- What needs to be done -
Every record below should be transcribed exactly. Omit the images.

— start of Data provided —

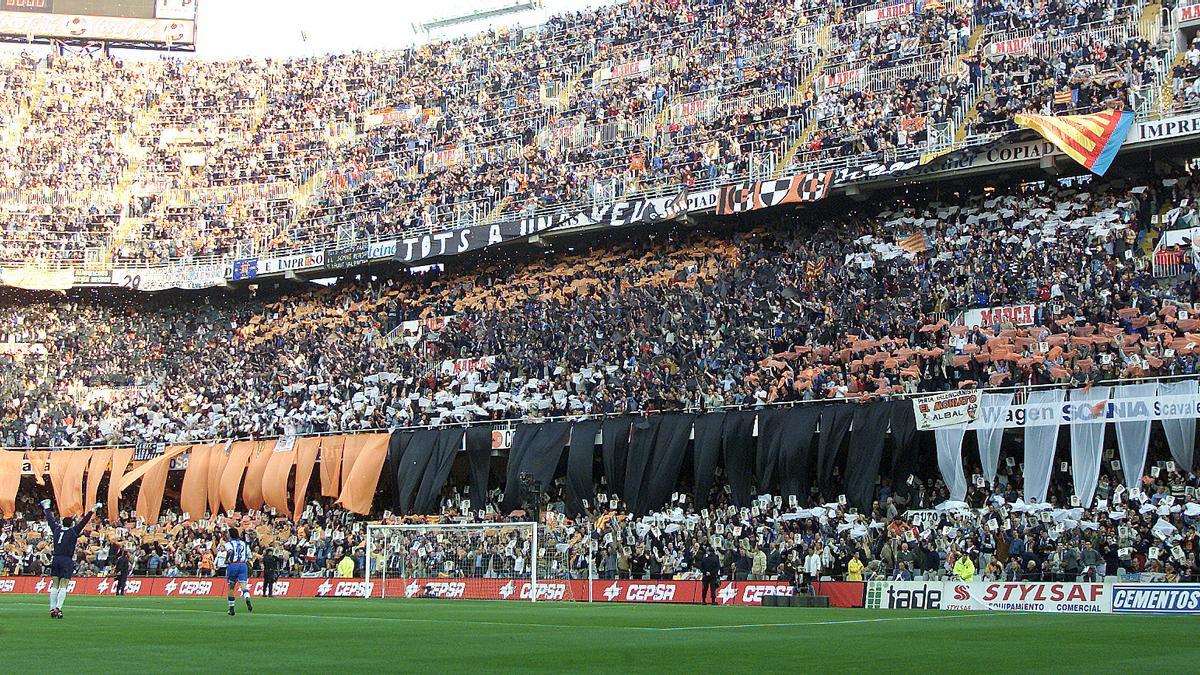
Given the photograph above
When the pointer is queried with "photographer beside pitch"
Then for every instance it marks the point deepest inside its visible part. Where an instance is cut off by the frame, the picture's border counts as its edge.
(66, 536)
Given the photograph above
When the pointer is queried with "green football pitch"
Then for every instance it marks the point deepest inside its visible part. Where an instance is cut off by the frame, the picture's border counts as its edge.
(109, 634)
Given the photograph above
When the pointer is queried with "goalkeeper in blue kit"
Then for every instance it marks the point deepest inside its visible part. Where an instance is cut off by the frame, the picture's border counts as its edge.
(66, 536)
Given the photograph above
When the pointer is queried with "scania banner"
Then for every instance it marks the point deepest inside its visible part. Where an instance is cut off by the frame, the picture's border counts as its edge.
(946, 408)
(1109, 410)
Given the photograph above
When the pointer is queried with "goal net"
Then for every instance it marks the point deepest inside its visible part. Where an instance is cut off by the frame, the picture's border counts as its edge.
(473, 561)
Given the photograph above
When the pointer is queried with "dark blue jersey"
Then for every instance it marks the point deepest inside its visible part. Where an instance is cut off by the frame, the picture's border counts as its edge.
(65, 539)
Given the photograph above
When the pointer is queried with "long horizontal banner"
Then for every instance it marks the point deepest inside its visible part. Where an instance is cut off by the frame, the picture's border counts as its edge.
(1109, 410)
(1066, 597)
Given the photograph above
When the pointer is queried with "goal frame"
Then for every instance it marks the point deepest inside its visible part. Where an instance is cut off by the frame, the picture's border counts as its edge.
(425, 527)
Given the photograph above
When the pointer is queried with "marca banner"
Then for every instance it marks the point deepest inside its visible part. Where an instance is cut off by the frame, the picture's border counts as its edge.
(1156, 598)
(885, 13)
(946, 408)
(1036, 596)
(1109, 410)
(1017, 315)
(743, 197)
(1014, 46)
(1092, 141)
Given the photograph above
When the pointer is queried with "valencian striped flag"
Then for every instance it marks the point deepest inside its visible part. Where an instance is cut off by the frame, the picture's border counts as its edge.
(1092, 139)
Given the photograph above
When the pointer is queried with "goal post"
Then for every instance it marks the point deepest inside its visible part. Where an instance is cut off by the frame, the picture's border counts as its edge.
(519, 561)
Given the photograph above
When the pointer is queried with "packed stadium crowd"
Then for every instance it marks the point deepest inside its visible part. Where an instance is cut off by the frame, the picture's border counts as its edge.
(912, 531)
(858, 305)
(175, 160)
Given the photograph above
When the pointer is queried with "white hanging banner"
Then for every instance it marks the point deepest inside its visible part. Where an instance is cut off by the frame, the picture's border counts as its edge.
(1042, 411)
(1086, 446)
(1039, 446)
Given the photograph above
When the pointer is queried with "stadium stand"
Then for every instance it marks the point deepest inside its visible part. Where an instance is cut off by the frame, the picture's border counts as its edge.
(622, 100)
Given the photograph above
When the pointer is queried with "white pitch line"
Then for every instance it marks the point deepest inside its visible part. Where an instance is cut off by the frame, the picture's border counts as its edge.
(467, 621)
(334, 616)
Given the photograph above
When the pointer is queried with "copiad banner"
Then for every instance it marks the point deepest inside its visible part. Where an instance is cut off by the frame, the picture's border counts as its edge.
(946, 408)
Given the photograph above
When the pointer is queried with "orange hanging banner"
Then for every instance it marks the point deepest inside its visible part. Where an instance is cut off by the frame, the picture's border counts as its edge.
(360, 484)
(217, 459)
(231, 478)
(121, 458)
(351, 452)
(10, 481)
(154, 483)
(96, 470)
(252, 491)
(306, 457)
(275, 481)
(37, 460)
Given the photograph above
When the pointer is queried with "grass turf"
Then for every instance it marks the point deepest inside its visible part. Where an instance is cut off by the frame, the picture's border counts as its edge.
(173, 634)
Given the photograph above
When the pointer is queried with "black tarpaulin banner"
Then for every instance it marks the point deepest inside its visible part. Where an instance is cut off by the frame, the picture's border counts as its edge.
(865, 449)
(796, 455)
(670, 447)
(522, 437)
(412, 466)
(479, 454)
(737, 446)
(904, 444)
(580, 460)
(641, 447)
(396, 446)
(545, 451)
(835, 420)
(615, 451)
(707, 449)
(438, 470)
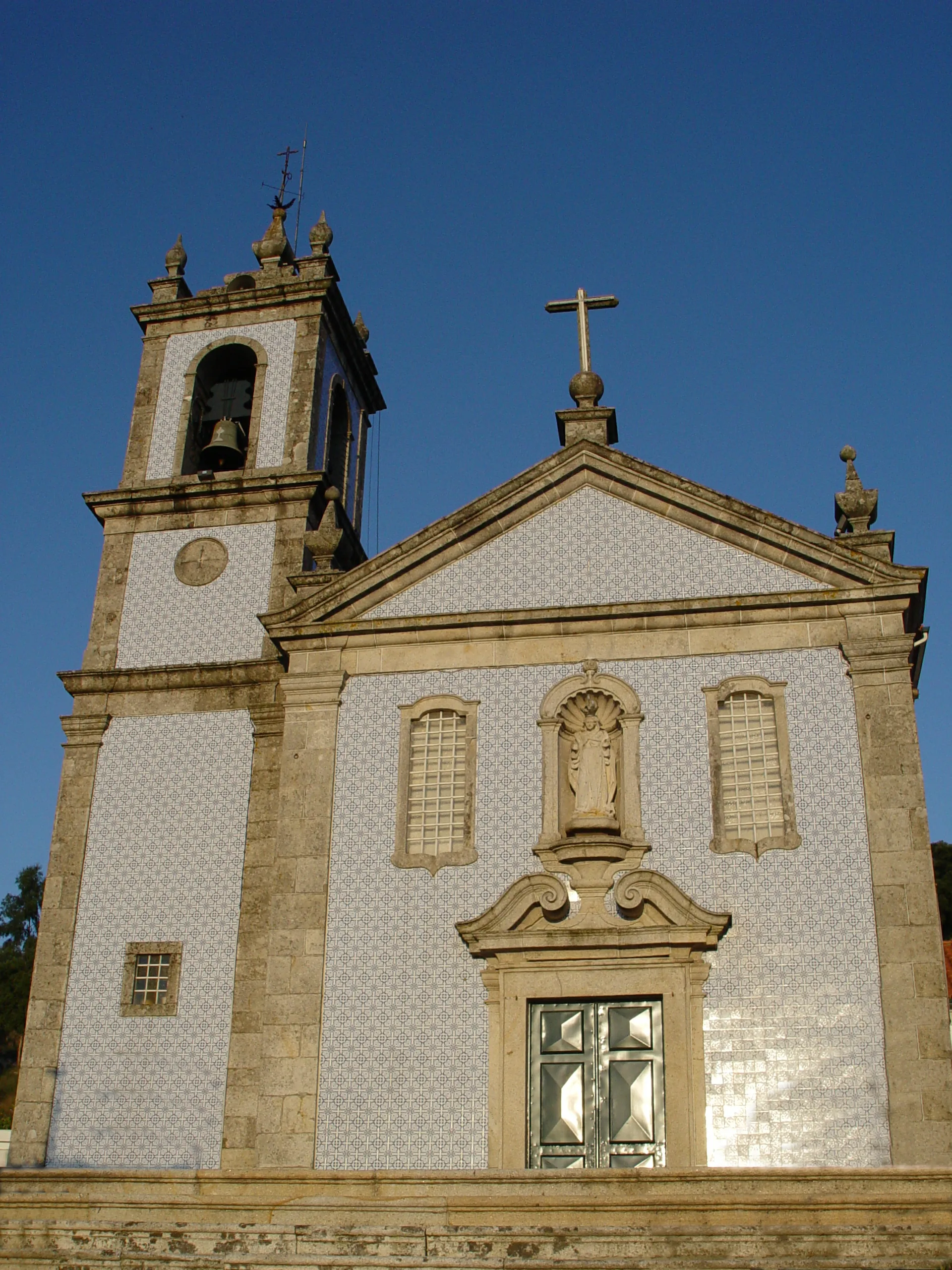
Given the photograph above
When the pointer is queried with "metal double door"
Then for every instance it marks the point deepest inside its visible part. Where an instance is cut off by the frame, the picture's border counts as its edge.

— end of Data provided —

- Finished task -
Given the photograph above
When the pointer is queried with "photographer beside pitch"
Then for every instance it marks the point deepest inside its visible part. Where an instance is cut off by the frame, the picture's border counts as its edge.
(66, 536)
Given the photograph above
When the pointer is queried with "green football pitch"
Then for every instance it marks the point deepest inside its visible part. Where an instance is cut off by the frame, the picture's border counts as its edge.
(109, 634)
Given the photograph above
When the pointer is queried with "goalkeeper in blue kit"
Then for every instance it marks the point deepest inside its visible part. Where an instance is cut off by the frame, the picture's border counts as its edge.
(66, 536)
Given the photograph above
When the pointer is queried with "scania banner"
Then for every instance it marks the point deepest inside its visible part. Where an instance is cut off by the frame, the picture's border counts as its edge.
(946, 408)
(1109, 410)
Given the photograph above
When the pointer is queried with "goal net"
Then for every instance it marks the point deepest inside its visible part. Where an instance is cut off by the frame, the picture's border counts as its edge.
(473, 561)
Given the photograph above
When the pointer is queried with "dark blue jersey"
Then for every instance it marks the point deepest inside its visible part. Where an instance is cut off by the frame, the picture's border counts as its edge.
(65, 539)
Given the photograph above
When the pointer is queried with "long horizontal banner"
Then for every instance it marks the point deepest inside its visible part. Where an instance is cut off by the frame, the picture's border counts as its edge.
(1109, 410)
(1066, 597)
Given the photograph above
When the pointer is queried with "goal frame"
Then for every instance it marks the point deepest inside its visible part. Where an instance is cut off by the frame, the picture's border counts as its edge.
(425, 527)
Given the photograph above
When the pointer is queried with "marca banner"
Then for every instance it marks the point deepest inside its visible part. Where an instance is cut off by the frame, the picture's border counts as its edge.
(1156, 598)
(885, 13)
(946, 408)
(1036, 596)
(1109, 410)
(1017, 315)
(743, 197)
(1014, 46)
(1092, 141)
Given the photograph above
When the pointer is queried with "valencian striped flag"
Then for every instance it marks the point deepest inside its visible part. Where an instance is cut off by the frame, the picture's border counts as its edge.
(1092, 139)
Given the photograph above
When the pointer is queried with "goal post"
Then for every instance it marks the point deepest inside its visible part. Where an instance is cut off by the frame, the picture's border counts as its edge.
(519, 561)
Given the photograph above
When the pointer is queried with "packed stadium crowd"
Then for every instance it marks the point deepest inside its visible part. Where an instance is cut off by the frame, the picture's border counts as its edge.
(912, 531)
(858, 305)
(175, 160)
Given the photograph above
When the pointer is queried with "white hanging banner"
Then for every instance it marks the point deepest inside its visible part. Where an instance is cut off by the frame, the picture's border counts as its edge.
(1042, 411)
(1086, 446)
(1039, 446)
Given the photograph above
When the pointer is queried with "stadium stand"
Then for every instance it marks the point deepest inside its visible part. Where an instance is cut off by the frame, the picture's border counts as its edge.
(622, 100)
Given the photograph above
When the pointer is queried with "white pitch line"
Then for every instance it marks the point deepest inside its visible part. Where an instance is cut off by the frame, the picture's border counts as its edge.
(467, 621)
(334, 616)
Given the photograph above
When the pointer is queried with "copiad banner"
Then for every instance it marks the point deepest inside its visible part. Where an instance is cut off by the frame, the picture's border counts as its edge.
(946, 408)
Given the photograph above
When the pointer is queried with "orange hanging banner"
Then for every instance it marks the point deepest inside its visible part. Where an instance is cut off by the frame, the picture's border counts as its edge.
(360, 484)
(217, 459)
(231, 478)
(121, 458)
(351, 452)
(10, 481)
(154, 483)
(96, 470)
(252, 491)
(306, 457)
(275, 481)
(37, 460)
Given the photograph above
When the pointer is queried with "grass turf"
Then for every instance it marks the point deepest inside its visible part. Where an instance is cut off by the frame, the picture's border counts as its edge.
(173, 634)
Given the photograph above
When the pointer is queried with "black tarpaulin banner"
Then for every instance it marks the point deepest inside its visible part. Where an instance is cut off by the frame, the picture's border counts as its edge.
(865, 449)
(796, 455)
(670, 447)
(522, 437)
(412, 466)
(479, 454)
(737, 446)
(904, 444)
(580, 460)
(641, 447)
(396, 446)
(545, 451)
(835, 420)
(615, 451)
(707, 449)
(438, 470)
Given the photograph above
When the pointer is queried with "metal double door"
Then for every instance it marks the point deepest inside its visible part. Where an instance is cut off by the frame, the picture's border counts as its edge.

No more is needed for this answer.